__Problem to work on__
Print the lines below exactly as they appear, from the line with "Might I ask you to point at the large" up to and including the line with "point(298, 216)", and nothing else.
--- Start Excerpted data ---
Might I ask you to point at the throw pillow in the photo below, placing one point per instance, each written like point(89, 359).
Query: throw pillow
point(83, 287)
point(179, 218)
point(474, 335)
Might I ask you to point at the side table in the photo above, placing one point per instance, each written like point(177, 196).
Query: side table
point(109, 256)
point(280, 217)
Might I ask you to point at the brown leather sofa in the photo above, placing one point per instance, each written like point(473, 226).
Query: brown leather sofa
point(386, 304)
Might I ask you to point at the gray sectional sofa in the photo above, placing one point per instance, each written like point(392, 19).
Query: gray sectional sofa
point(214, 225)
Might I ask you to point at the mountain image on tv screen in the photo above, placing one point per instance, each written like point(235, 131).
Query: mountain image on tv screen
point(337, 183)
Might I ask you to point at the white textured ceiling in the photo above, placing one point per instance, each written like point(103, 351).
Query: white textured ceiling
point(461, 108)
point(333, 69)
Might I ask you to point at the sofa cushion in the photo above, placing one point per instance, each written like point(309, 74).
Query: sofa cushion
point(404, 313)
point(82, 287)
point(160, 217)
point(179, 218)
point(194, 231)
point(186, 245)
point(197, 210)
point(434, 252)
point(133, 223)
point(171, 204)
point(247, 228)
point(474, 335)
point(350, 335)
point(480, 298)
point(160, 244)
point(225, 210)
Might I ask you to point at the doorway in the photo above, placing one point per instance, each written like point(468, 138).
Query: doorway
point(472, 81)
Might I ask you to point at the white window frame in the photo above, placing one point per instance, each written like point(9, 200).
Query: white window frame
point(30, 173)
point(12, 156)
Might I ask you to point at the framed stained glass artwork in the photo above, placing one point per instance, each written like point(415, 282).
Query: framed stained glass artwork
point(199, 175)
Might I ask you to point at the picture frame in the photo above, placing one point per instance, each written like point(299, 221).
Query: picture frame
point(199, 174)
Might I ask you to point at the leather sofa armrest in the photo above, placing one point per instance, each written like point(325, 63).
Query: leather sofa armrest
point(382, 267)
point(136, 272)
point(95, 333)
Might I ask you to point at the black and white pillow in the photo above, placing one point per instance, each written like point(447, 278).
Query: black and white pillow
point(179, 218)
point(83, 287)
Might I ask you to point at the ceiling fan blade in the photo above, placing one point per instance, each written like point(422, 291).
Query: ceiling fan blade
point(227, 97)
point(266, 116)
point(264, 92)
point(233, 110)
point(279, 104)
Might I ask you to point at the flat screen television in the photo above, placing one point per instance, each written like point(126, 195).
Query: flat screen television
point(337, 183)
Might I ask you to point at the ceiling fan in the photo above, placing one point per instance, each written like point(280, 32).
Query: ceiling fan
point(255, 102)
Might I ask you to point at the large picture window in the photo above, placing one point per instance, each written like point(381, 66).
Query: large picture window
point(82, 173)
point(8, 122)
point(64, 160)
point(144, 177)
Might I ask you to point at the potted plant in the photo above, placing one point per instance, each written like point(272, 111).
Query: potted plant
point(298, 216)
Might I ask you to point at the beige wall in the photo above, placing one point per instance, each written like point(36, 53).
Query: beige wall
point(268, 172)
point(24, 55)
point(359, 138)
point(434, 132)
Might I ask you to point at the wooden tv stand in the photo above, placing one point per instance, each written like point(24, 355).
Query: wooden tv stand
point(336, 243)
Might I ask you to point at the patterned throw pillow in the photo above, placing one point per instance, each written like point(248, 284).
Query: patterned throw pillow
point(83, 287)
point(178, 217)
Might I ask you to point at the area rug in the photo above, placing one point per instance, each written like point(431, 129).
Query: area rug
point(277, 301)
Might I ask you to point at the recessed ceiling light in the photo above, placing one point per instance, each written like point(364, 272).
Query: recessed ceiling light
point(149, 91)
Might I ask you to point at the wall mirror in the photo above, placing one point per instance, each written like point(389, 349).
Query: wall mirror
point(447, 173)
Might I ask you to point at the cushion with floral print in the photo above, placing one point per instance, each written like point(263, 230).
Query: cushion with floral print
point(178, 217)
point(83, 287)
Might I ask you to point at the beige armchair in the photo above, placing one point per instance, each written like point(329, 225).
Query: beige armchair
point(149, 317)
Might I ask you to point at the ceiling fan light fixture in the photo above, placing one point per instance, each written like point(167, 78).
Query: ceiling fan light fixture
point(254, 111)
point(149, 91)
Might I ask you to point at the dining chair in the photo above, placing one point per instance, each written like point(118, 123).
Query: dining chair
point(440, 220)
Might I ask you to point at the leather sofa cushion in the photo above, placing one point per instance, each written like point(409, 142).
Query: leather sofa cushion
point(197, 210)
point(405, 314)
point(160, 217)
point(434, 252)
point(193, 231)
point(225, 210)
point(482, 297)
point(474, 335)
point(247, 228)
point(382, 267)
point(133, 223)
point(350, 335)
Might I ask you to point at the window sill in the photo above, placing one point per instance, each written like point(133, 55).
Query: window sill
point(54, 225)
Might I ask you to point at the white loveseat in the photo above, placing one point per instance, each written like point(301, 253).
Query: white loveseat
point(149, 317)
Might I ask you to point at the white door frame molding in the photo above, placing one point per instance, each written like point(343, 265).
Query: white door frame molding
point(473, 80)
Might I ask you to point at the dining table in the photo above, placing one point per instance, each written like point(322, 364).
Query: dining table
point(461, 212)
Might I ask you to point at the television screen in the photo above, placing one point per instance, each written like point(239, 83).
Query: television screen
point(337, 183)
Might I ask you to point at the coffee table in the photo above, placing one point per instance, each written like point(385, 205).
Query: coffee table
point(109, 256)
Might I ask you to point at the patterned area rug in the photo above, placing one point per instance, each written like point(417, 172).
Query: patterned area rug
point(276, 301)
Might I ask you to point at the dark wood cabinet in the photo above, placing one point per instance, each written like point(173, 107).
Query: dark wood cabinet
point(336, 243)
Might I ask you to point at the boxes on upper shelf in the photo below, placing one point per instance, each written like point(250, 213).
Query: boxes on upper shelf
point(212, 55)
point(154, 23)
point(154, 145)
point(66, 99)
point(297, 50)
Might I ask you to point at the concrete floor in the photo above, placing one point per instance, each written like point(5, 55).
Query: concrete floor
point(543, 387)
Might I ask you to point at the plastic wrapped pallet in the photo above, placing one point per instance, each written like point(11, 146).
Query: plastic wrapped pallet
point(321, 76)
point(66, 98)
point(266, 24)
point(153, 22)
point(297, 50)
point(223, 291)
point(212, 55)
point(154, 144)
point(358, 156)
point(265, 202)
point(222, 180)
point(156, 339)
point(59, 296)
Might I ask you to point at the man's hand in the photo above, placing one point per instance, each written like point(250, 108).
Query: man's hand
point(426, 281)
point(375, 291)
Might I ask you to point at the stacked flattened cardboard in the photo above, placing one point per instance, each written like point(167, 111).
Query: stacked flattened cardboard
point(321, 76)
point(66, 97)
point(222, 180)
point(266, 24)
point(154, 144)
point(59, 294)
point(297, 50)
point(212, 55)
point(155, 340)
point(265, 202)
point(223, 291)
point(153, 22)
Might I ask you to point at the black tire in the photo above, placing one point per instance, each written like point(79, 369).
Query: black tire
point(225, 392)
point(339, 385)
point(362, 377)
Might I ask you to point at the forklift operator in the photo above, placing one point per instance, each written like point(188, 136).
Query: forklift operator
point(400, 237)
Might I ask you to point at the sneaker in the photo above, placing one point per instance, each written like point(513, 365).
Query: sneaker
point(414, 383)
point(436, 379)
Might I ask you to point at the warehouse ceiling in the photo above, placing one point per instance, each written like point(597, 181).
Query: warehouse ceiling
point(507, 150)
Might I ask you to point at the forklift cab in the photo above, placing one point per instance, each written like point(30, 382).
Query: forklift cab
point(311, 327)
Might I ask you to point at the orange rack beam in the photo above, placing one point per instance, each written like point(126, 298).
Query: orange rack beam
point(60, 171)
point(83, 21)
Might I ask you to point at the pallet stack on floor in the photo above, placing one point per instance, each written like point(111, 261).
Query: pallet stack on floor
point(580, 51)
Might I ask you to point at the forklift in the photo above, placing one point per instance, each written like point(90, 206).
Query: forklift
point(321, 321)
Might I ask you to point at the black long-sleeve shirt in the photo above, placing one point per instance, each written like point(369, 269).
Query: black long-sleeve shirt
--- End Excerpted data ---
__Output of the exercise__
Might I ask you to point at the large picture window in the photo above, placing one point per instance, each written like point(381, 66).
Query: large picture window
point(82, 173)
point(8, 122)
point(64, 160)
point(144, 177)
Might I ask you to point at the potted plant in the photo above, placing one point per instance, each written like point(272, 111).
Query: potted plant
point(298, 216)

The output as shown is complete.